**SELECTION**
----

It was only eight years ago that Kvitova stepped on to a grass court for the first time. Aged 17, she entered a junior tournament at Roehampton in the build-up to Wimbledon. “It seemed weird,” she recalled. “Everyone told me before the tournament: ‘You should do well playing on grass. You’re a leftie, you play aggressively, you hit flat shots.’ But when I stepped on court I thought: ‘Oh my God, I can’t move. What is this?’ It was so quick and the ball bounced so low.”
By the end of the week, nevertheless, Kvitova had won the tournament. “At the time I was a girl who didn’t care about anything,” she recalled. “I just played. It didn’t matter what the surface was.”
From Roehampton Kvitova went to Wimbledon, where she played in her first junior Grand Slam event, reaching the third round. “It was a big experience for me,” she said. “It was amazing to be in this historic place and to play on grass, which I’d never done before. I also got the chance to watch Rafa Nadal play on Centre Court.”
It was not long before Kvitova was playing on Centre Court rather than watching. Her record at the All England Club over the past five years is outstanding: semi-finals, champion, quarter-finals, quarter-finals, champion. Although she has made a mark at other Grand Slam events, having reached the semi-finals at both the Australian and French Opens, the English garden of Wimbledon is where she blossoms.
“I think being left-handed helps a lot on grass,” Kvitova said. “I’m an aggressive player and I hit my shots quite flat. I don’t really play many rallies on grass, which I think is good. I like to go for my shots. I’ve always found the movement quite tricky, but I seem to get over that somehow. You have to get down so low on the grass, which I don’t find easy, but somehow I do it.”
As the world No 2 and defending champion, Kvitova will be the second favourite at Wimbledon this year behind Serena Williams, though she has had more than her share of problems so far in 2015.
At the end of last year she appointed a new fitness coach, Alex Stober, who had previously worked with many other top men and women, including Pete Sampras, Andre Agassi and Li Na. Under Stober’s regime, which was designed to maximise her power while improving her movement around the court, Kvitova lost 3kg in weight.
She looked in good shape in the early weeks of the new season, winning the title in Sydney before losing to Madison Keys in the third round of the Australian Open, but in the spring all was not well. Feeling exhausted and ill at ease on the court, she took a break of nearly two months.

----

(Named object pointing items)

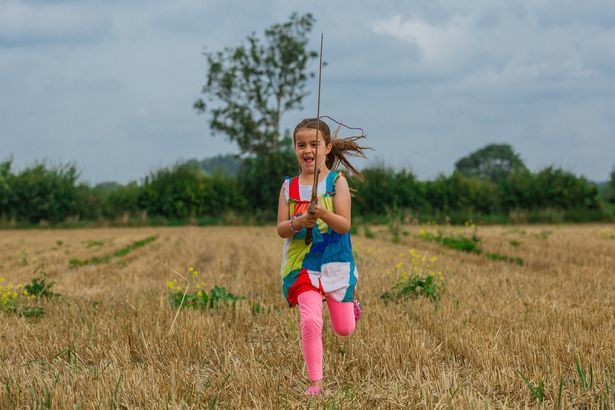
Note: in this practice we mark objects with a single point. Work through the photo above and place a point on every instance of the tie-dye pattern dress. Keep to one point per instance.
(326, 265)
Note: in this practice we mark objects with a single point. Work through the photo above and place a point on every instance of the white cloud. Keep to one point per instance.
(437, 42)
(22, 24)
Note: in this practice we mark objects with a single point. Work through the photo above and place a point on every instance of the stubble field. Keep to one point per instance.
(107, 341)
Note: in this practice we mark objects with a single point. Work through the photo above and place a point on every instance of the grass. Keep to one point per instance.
(104, 259)
(106, 342)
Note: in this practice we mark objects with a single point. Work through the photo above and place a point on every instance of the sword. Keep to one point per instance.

----

**DIRECTION**
Rewrite the Kvitova article starting with "As the world" and going on through "3kg in weight.", with "fitness coach" changed to "conditioning coach". Work from the Kvitova article alone.

**RESULT FOR THIS TASK**
As the world No 2 and defending champion, Kvitova will be the second favourite at Wimbledon this year behind Serena Williams, though she has had more than her share of problems so far in 2015.
At the end of last year she appointed a new conditioning coach, Alex Stober, who had previously worked with many other top men and women, including Pete Sampras, Andre Agassi and Li Na. Under Stober’s regime, which was designed to maximise her power while improving her movement around the court, Kvitova lost 3kg in weight.